▶ [TASK BRIEF] Please rewrite the data starting with the line containing "Exercise. Point to the green" and going on through the line containing "(1014, 388)", with "green lawn" replaced by "grassy lawn" and everything else left unchanged.

+++ RECORDS PROVIDED

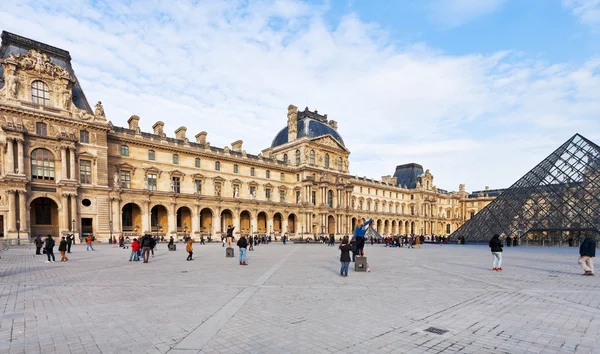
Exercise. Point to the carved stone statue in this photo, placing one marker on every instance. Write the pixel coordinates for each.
(99, 110)
(66, 99)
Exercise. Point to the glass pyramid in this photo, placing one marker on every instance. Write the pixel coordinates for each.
(554, 202)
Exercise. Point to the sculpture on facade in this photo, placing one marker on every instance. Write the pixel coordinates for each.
(99, 110)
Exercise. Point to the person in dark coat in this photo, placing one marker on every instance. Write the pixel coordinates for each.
(62, 248)
(587, 251)
(496, 248)
(49, 247)
(344, 256)
(38, 245)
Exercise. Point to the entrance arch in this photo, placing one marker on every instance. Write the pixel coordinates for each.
(277, 222)
(184, 220)
(226, 219)
(131, 216)
(245, 222)
(206, 220)
(291, 224)
(262, 222)
(159, 219)
(331, 225)
(43, 217)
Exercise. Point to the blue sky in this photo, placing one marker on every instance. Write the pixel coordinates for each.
(477, 91)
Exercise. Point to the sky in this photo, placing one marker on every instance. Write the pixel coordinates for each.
(476, 91)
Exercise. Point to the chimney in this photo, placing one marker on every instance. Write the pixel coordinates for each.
(134, 122)
(180, 133)
(237, 146)
(201, 138)
(158, 128)
(292, 123)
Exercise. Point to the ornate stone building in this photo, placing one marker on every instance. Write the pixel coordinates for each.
(65, 168)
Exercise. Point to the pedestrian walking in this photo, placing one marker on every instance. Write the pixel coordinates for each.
(242, 244)
(49, 248)
(62, 248)
(146, 246)
(496, 248)
(89, 241)
(344, 256)
(38, 245)
(189, 249)
(135, 247)
(587, 251)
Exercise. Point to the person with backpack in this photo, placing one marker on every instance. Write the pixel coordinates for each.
(49, 248)
(344, 256)
(496, 248)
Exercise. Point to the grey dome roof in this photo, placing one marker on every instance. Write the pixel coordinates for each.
(310, 125)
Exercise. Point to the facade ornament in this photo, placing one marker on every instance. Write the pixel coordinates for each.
(99, 111)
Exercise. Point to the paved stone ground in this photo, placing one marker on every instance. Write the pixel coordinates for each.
(290, 299)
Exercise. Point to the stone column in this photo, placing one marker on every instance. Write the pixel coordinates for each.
(22, 211)
(72, 161)
(20, 157)
(10, 156)
(12, 211)
(63, 164)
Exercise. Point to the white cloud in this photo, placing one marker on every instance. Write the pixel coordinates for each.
(454, 13)
(231, 69)
(588, 11)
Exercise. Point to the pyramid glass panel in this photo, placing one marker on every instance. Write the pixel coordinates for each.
(557, 200)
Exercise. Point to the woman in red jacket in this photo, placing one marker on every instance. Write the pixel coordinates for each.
(135, 247)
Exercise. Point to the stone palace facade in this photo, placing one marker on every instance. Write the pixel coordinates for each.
(65, 169)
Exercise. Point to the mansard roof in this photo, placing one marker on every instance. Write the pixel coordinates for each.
(15, 44)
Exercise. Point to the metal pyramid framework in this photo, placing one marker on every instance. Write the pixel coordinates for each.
(559, 198)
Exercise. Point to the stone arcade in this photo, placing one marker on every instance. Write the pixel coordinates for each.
(65, 168)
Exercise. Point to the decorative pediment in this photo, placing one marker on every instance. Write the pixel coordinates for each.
(126, 166)
(38, 62)
(177, 173)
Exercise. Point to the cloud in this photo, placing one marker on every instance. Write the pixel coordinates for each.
(454, 13)
(231, 68)
(587, 11)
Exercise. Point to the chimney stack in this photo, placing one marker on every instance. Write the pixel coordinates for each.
(134, 122)
(201, 138)
(158, 128)
(237, 146)
(180, 133)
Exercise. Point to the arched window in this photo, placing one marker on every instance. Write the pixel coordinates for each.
(42, 165)
(40, 93)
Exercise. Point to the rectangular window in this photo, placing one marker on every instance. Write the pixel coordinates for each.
(176, 185)
(268, 193)
(85, 171)
(84, 137)
(125, 179)
(40, 129)
(152, 181)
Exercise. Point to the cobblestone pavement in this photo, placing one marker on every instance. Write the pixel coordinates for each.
(290, 299)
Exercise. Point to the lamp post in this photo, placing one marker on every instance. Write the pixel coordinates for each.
(110, 230)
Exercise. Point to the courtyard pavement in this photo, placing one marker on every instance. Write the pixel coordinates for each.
(290, 299)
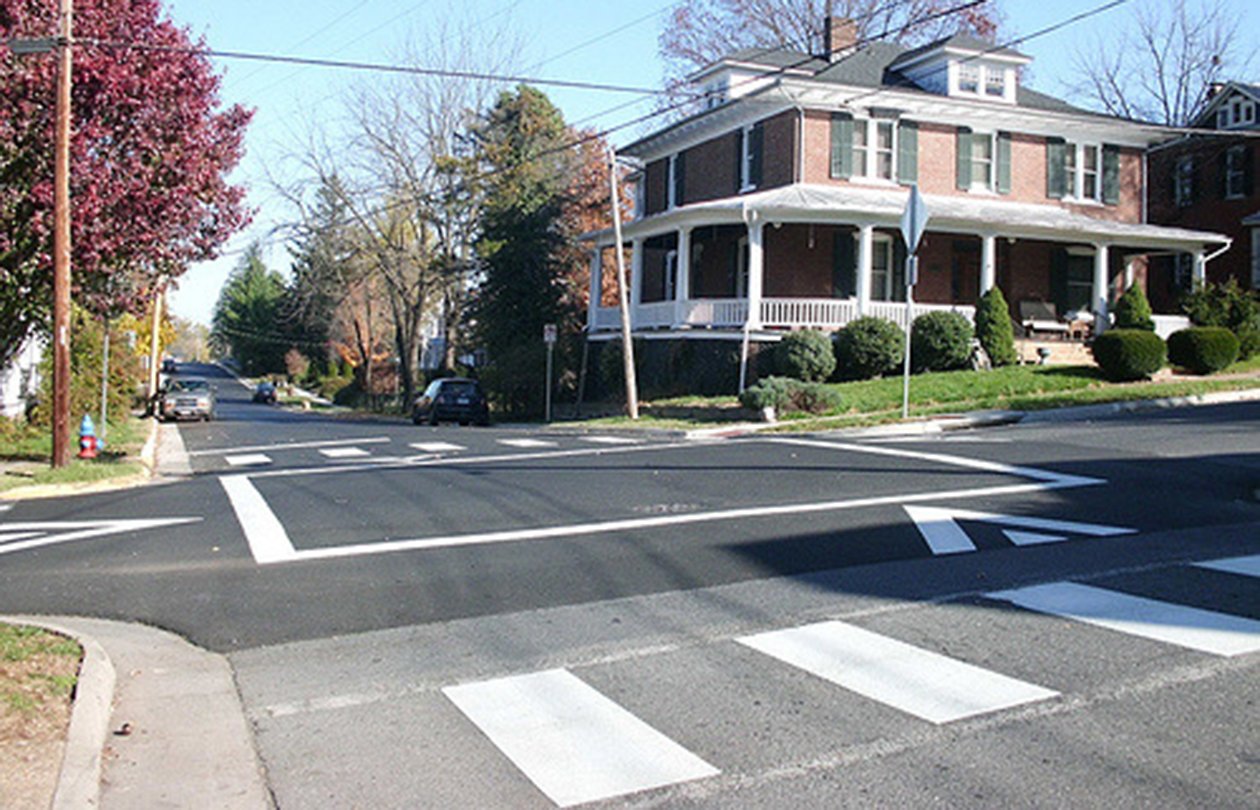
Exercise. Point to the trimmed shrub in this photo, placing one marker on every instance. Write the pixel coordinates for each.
(1202, 349)
(1133, 310)
(940, 342)
(993, 328)
(1231, 306)
(786, 396)
(1128, 354)
(868, 347)
(805, 355)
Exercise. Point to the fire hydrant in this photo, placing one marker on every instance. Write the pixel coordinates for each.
(87, 439)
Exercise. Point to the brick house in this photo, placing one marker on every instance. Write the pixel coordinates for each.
(1207, 180)
(778, 205)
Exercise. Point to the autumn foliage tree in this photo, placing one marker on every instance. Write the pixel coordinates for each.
(150, 153)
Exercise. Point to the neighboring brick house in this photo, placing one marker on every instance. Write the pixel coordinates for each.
(778, 205)
(1207, 180)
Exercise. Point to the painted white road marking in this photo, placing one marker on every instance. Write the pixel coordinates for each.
(572, 742)
(944, 536)
(1245, 566)
(526, 442)
(919, 682)
(344, 452)
(610, 440)
(277, 447)
(1203, 630)
(266, 536)
(248, 460)
(18, 537)
(437, 447)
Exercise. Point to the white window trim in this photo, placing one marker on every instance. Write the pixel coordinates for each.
(746, 160)
(992, 185)
(1076, 183)
(872, 136)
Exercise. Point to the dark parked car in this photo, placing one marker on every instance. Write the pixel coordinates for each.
(451, 399)
(190, 397)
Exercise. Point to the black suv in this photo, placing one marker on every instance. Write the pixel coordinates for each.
(451, 399)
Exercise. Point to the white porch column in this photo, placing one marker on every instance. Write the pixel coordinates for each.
(756, 271)
(635, 280)
(866, 253)
(683, 284)
(988, 262)
(596, 289)
(1098, 294)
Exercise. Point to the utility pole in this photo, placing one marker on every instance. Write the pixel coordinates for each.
(623, 302)
(62, 246)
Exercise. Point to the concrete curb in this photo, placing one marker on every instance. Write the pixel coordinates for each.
(78, 784)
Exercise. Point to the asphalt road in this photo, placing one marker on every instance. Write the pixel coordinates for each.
(382, 587)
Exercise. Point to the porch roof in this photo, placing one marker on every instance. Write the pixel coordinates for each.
(882, 207)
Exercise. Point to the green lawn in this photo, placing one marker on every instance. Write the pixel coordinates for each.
(1014, 388)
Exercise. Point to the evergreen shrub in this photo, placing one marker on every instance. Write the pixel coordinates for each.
(1129, 354)
(868, 347)
(940, 342)
(1202, 349)
(1133, 310)
(993, 328)
(805, 355)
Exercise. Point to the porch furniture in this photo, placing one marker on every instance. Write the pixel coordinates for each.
(1041, 316)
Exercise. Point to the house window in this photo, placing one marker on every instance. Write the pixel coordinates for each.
(996, 82)
(1183, 182)
(982, 160)
(1235, 171)
(968, 78)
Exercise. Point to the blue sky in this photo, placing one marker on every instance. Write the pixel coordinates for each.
(590, 40)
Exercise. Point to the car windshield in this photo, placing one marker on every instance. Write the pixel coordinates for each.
(459, 389)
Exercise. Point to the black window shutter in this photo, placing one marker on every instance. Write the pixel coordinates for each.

++++++

▶ [SOLUTION]
Exercise. Point to the grassy lawn in this photo, placing one marker on every instance. Write the pixel coordinates for each.
(1014, 388)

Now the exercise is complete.